Given text:

####

Description: Restriction of a class as a class of ordered pairs. (Contributed by Peter Mazsa, 2-Jan-2019)

Ref Expression
Assertion inxprnres 
|- ( R i^i ( A X. ran ( R |` A ) ) ) = { <. x , y >. | ( x e. A /\ x R y ) }

Proof

Step Hyp Ref Expression
1 relinxp 
 |-  Rel ( R i^i ( A X. ran ( R |` A ) ) )
2 relopabv 
 |-  Rel { <. x , y >. | ( x e. A /\ x R y ) }
3 eleq1w 
 |-  ( x = z -> ( x e. A <-> z e. A ) )
4 breq1 
 |-  ( x = z -> ( x R y <-> z R y ) )
5 3 4 anbi12d 
 |-  ( x = z -> ( ( x e. A /\ x R y ) <-> ( z e. A /\ z R y ) ) )
6 breq2 
 |-  ( y = w -> ( z R y <-> z R w ) )
7 6 anbi2d 
 |-  ( y = w -> ( ( z e. A /\ z R y ) <-> ( z e. A /\ z R w ) ) )

####

Short task a: Summarize the excerpt on restricting a class in two sentences.

Data listing

####

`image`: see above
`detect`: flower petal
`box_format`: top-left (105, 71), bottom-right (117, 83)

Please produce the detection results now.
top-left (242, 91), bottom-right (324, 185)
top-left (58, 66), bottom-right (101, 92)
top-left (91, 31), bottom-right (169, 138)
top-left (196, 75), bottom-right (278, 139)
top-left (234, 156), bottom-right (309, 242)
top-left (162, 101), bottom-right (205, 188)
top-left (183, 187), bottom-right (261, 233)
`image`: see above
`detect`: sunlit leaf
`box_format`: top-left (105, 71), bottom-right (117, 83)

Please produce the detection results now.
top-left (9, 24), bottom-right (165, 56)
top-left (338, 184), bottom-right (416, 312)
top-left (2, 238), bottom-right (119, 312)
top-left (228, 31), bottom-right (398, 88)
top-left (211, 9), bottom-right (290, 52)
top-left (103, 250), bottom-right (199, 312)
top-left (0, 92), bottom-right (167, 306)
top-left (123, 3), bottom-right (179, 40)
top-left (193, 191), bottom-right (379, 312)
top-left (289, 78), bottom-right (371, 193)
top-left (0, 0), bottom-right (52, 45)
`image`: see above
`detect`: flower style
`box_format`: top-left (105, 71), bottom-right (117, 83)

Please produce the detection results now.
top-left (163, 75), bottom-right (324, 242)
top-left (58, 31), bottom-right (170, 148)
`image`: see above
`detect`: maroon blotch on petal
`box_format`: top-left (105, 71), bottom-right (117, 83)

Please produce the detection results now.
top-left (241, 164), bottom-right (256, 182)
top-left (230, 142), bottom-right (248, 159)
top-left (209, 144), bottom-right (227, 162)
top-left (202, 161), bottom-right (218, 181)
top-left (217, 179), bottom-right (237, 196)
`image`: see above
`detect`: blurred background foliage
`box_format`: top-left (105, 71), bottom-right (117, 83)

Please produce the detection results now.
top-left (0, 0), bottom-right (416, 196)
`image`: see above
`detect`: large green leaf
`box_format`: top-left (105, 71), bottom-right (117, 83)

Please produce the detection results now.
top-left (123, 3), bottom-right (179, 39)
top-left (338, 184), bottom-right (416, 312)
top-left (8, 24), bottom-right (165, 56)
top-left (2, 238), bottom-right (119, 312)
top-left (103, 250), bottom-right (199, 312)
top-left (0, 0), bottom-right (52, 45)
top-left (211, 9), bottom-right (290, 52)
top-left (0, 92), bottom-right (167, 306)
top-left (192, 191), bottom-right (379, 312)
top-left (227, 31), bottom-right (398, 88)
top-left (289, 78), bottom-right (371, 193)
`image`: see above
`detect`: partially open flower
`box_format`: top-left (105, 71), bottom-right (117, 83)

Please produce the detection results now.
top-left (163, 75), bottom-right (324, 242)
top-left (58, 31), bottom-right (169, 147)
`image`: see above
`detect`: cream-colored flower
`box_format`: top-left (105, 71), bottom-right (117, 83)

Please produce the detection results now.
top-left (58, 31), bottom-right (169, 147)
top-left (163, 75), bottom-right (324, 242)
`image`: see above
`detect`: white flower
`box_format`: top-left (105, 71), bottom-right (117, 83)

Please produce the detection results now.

####

Short task b: Output the records from their first line through the line that contains "top-left (183, 187), bottom-right (261, 233)", including both ends, reproducing each line exactly.

Correct answer a: Contributed by Peter Mazsa on 2-Jan-2019, the assertion inxprnres states the restriction of a class as a class of ordered pairs. Its proof opens with steps citing relinxp, relopabv, eleq1w, breq1, anbi12d, breq2 and anbi2d.

Correct answer b:
`image`: see above
`detect`: flower petal
`box_format`: top-left (105, 71), bottom-right (117, 83)

Please produce the detection results now.
top-left (242, 91), bottom-right (324, 185)
top-left (58, 66), bottom-right (101, 92)
top-left (91, 31), bottom-right (169, 138)
top-left (196, 75), bottom-right (278, 139)
top-left (234, 156), bottom-right (309, 242)
top-left (162, 101), bottom-right (205, 188)
top-left (183, 187), bottom-right (261, 233)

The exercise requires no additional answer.